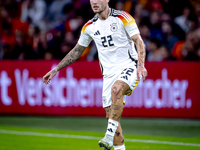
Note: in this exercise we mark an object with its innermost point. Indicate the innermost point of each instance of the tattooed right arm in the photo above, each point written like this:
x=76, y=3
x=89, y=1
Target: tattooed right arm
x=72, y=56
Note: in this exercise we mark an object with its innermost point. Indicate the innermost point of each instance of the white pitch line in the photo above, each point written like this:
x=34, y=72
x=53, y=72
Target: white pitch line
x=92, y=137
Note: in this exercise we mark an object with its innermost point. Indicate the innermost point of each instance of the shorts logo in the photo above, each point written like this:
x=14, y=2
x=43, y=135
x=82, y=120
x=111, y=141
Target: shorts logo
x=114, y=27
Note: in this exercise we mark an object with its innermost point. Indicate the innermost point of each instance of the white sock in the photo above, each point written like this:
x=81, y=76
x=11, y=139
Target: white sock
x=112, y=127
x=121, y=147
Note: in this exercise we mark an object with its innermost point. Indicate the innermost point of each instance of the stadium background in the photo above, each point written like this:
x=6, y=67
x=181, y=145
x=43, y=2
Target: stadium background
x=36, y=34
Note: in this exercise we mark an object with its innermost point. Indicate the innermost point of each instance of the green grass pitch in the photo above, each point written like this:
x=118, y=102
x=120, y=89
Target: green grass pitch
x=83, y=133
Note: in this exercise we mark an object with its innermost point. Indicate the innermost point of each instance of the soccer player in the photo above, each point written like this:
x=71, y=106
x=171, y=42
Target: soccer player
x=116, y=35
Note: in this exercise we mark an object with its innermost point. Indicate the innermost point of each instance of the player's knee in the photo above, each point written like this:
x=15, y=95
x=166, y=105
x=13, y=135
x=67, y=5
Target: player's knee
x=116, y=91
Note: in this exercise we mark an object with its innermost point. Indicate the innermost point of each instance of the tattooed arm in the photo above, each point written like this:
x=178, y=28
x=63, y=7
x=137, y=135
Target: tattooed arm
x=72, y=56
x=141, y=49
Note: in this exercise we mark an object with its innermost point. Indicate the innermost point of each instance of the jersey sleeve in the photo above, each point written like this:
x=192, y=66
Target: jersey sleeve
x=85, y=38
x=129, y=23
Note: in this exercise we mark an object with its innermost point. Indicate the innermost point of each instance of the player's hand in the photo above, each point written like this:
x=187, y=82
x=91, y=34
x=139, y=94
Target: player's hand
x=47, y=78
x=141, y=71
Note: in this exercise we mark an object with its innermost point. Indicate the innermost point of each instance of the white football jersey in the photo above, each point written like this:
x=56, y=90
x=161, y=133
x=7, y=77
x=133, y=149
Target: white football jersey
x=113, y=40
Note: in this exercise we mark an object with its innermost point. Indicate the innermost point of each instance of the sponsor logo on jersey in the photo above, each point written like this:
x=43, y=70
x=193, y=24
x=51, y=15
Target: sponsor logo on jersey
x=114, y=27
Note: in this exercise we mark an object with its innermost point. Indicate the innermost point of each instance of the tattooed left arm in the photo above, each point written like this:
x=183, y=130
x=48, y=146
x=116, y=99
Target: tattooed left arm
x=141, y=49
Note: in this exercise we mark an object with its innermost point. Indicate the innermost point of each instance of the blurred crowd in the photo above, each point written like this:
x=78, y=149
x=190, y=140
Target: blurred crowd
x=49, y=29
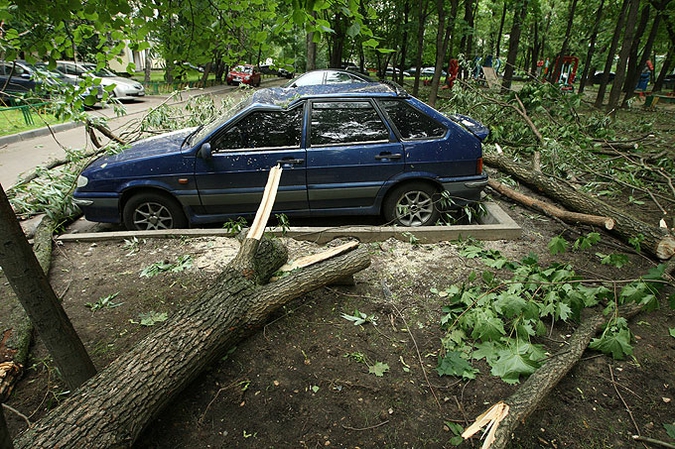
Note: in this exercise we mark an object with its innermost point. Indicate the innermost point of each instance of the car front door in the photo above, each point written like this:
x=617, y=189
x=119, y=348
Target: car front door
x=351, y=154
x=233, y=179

———

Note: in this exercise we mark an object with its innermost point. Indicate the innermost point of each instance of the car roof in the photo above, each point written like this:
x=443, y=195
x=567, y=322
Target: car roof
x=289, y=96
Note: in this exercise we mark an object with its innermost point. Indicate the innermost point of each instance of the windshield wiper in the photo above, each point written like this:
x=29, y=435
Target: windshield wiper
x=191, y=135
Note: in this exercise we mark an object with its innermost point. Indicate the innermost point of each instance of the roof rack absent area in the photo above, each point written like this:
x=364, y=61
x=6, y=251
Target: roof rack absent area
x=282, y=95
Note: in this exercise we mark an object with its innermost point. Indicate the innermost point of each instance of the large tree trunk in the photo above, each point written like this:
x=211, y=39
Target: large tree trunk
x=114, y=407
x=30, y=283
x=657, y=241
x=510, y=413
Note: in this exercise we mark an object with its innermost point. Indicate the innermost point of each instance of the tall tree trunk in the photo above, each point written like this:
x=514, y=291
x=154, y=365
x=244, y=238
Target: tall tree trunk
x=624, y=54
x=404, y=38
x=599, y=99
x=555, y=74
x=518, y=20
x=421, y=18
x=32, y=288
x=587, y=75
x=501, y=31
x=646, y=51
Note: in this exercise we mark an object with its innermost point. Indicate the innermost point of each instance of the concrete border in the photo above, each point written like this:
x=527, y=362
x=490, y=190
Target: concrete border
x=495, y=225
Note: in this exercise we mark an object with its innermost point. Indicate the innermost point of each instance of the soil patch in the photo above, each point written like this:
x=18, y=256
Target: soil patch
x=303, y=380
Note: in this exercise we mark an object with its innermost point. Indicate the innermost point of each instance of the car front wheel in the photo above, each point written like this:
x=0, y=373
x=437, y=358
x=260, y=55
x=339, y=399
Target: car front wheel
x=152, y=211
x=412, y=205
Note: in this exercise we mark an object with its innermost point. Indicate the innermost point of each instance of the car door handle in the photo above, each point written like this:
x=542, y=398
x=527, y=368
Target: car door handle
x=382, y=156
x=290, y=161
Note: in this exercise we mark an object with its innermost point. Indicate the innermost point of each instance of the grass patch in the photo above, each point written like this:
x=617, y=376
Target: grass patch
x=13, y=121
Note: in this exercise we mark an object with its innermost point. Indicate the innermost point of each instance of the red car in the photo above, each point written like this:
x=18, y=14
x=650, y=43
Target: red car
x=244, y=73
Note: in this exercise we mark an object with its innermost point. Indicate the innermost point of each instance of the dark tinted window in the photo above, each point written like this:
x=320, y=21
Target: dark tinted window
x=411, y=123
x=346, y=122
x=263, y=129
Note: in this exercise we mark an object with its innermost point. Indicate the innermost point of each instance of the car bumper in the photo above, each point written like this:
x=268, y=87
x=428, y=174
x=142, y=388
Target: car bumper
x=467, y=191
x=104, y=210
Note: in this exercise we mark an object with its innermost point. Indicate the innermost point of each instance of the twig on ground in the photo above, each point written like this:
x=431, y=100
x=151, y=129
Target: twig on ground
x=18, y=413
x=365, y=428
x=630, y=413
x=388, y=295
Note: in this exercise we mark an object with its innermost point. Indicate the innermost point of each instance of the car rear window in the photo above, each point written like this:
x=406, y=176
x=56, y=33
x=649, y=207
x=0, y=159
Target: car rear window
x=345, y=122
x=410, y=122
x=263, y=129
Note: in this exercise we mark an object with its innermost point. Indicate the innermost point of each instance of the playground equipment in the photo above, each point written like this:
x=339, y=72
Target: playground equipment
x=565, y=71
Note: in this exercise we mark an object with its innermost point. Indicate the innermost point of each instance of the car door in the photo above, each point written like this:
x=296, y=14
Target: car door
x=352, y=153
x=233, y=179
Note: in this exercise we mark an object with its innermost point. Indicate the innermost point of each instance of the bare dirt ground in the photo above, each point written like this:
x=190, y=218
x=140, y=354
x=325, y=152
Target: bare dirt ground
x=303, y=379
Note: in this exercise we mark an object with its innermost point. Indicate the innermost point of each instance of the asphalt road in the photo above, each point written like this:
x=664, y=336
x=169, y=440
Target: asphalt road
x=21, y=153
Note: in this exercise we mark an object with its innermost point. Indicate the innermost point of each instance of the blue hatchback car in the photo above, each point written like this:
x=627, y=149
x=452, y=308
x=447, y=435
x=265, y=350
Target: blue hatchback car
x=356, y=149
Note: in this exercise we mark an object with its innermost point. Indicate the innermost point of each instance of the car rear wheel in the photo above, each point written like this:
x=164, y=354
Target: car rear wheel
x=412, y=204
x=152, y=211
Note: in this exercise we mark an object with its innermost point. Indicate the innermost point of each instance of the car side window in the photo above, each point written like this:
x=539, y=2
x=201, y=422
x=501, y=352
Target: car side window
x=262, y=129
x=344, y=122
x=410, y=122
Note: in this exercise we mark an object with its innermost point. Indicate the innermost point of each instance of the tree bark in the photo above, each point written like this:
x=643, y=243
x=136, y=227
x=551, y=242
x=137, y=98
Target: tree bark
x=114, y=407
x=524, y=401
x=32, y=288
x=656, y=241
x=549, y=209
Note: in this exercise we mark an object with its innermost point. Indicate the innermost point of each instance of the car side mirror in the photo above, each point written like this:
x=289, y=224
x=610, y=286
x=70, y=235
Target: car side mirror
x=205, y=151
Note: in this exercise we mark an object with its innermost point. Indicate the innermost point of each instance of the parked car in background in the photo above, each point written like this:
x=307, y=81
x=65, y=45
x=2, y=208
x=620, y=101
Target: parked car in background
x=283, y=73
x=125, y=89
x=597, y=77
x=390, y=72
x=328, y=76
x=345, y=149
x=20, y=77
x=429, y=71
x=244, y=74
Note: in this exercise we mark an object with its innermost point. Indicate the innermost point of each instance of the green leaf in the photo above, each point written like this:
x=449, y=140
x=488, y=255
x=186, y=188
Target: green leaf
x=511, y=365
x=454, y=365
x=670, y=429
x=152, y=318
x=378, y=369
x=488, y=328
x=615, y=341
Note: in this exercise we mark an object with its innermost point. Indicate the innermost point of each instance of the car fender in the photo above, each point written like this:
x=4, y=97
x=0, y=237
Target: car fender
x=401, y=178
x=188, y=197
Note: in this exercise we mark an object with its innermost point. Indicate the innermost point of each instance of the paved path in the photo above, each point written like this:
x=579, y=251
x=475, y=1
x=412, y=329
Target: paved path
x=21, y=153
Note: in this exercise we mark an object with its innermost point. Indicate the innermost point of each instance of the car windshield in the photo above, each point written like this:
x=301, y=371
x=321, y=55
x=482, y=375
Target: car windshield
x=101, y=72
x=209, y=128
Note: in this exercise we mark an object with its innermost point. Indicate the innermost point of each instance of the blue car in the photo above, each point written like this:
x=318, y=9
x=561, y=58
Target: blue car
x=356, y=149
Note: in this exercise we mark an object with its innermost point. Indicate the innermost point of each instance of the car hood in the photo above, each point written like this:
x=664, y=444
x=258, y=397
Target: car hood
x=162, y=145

———

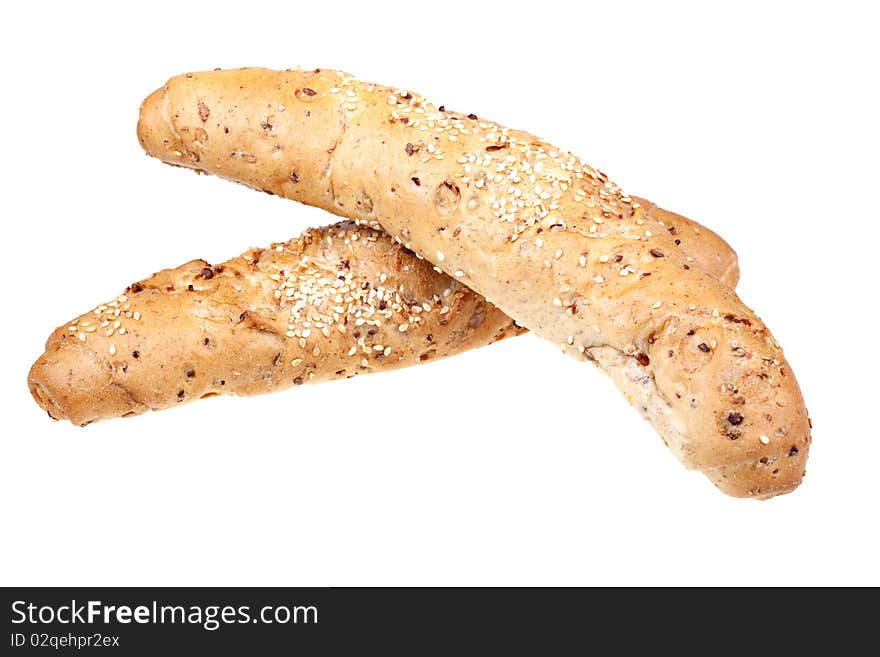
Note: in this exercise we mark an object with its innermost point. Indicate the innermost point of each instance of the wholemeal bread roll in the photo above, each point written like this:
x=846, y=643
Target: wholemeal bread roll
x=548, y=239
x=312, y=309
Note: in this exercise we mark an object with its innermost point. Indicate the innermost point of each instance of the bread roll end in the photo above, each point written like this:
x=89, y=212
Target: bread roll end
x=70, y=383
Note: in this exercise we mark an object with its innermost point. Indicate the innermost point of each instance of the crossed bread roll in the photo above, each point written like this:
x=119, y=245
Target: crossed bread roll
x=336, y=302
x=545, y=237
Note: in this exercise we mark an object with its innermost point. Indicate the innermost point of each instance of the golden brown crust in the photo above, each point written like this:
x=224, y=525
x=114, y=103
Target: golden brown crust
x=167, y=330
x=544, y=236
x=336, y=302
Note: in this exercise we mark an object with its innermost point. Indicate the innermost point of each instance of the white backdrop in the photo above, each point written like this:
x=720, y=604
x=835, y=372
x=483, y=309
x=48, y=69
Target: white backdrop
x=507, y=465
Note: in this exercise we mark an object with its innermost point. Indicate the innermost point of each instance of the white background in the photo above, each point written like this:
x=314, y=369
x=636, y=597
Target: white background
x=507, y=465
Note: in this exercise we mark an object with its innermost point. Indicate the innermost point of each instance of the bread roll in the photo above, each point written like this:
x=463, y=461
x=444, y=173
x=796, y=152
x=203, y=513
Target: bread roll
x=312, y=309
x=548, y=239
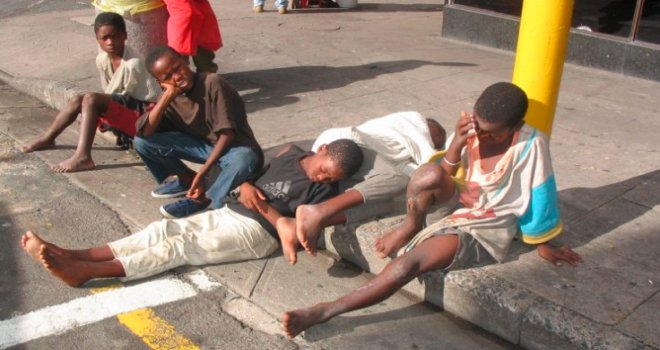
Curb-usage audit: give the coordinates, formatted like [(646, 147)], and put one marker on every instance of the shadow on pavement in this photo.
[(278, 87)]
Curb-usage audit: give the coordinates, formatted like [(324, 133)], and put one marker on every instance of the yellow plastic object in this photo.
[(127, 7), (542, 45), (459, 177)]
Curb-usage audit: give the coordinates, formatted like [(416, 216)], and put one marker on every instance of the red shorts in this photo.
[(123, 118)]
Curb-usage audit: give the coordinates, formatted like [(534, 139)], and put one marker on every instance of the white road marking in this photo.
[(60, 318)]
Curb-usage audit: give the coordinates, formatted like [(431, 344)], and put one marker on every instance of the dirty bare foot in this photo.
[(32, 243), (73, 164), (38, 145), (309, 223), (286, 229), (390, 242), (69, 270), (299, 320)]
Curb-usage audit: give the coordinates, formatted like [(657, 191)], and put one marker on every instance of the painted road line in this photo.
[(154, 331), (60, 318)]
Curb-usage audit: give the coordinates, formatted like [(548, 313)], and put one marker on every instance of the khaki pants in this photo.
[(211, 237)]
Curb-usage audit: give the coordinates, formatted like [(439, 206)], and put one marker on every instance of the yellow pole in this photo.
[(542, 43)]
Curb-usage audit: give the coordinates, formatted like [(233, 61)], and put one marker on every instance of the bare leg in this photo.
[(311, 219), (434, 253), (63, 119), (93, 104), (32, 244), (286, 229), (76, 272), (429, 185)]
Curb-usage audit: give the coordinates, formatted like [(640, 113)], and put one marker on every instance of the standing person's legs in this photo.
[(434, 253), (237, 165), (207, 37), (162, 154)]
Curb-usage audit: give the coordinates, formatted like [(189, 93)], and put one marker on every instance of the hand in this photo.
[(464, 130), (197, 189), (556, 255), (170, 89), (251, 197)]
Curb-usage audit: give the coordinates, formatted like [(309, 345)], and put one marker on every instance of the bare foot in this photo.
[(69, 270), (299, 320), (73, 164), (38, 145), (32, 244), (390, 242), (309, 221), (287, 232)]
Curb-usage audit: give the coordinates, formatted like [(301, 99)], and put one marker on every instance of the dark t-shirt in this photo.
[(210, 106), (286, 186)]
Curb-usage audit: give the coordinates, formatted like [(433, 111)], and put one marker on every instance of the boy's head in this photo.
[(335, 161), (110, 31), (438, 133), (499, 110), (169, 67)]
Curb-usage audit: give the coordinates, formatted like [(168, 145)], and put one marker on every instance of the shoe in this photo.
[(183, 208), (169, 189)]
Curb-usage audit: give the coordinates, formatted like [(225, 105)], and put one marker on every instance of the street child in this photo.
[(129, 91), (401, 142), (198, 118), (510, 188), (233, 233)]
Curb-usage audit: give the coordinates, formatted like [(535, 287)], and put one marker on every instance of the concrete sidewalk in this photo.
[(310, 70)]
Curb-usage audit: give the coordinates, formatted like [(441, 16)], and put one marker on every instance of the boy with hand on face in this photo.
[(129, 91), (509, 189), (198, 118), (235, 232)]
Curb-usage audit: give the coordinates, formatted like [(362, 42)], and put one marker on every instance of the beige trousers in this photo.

———

One stretch of the lines above is wanted, from the line that contains "x=140, y=354" through the line that contains "x=186, y=188". Output it exactly.

## Finished task
x=140, y=354
x=325, y=152
Target: bare dirt ground
x=303, y=379
Note: in this exercise we mark an object with its innermost point. Indicate the innermost point of each instance of the asphalt road in the photo above, each point written like this:
x=664, y=336
x=169, y=440
Target: asphalt road
x=21, y=153
Note: in this exercise we mark an object with its innermost point. Indicate the innermost point of each instance of the blue hatchback car in the photo above, each point written like this:
x=627, y=149
x=452, y=308
x=447, y=435
x=265, y=350
Target: blue hatchback car
x=356, y=149
Note: in this exercise we mark an object with its innermost point. Indicate the innermost point of each instance of the car rear wheel in the photo above, each point written like this:
x=164, y=354
Target: car rear wheel
x=412, y=204
x=152, y=211
Note: in this exercise we mark an object with its innermost point. Indicate the innermost point of each instance of the car side window in the photo above, each point written like this:
x=539, y=2
x=201, y=422
x=501, y=352
Target: car side window
x=262, y=129
x=344, y=122
x=410, y=122
Note: in this exercise we mark an object with its innermost point. Indicate the innermost point of each instance of the tree bark in the photo above, each point written like this:
x=643, y=243
x=136, y=227
x=551, y=242
x=137, y=98
Target: tree bark
x=114, y=407
x=524, y=401
x=32, y=288
x=656, y=241
x=549, y=209
Note: in this exercise we mark an object with its innermost point. Indicate the innermost point of each instance of the car side mirror in the photo above, each point written like this:
x=289, y=224
x=610, y=286
x=70, y=235
Target: car side mirror
x=205, y=151
Note: in this exercise we mark an object with its innermost point. Indicate the innermost point of each instance of the parked car in background in the photo above, each point written like this:
x=307, y=81
x=65, y=45
x=2, y=208
x=620, y=101
Target: parked car in background
x=283, y=73
x=125, y=89
x=597, y=77
x=390, y=72
x=328, y=76
x=345, y=149
x=20, y=77
x=429, y=71
x=244, y=74
Note: in this exercise we mark an object with its innermost point. Indicate the innermost point of each instance of the green leaf in the photo above, each point written like this:
x=449, y=140
x=488, y=255
x=186, y=188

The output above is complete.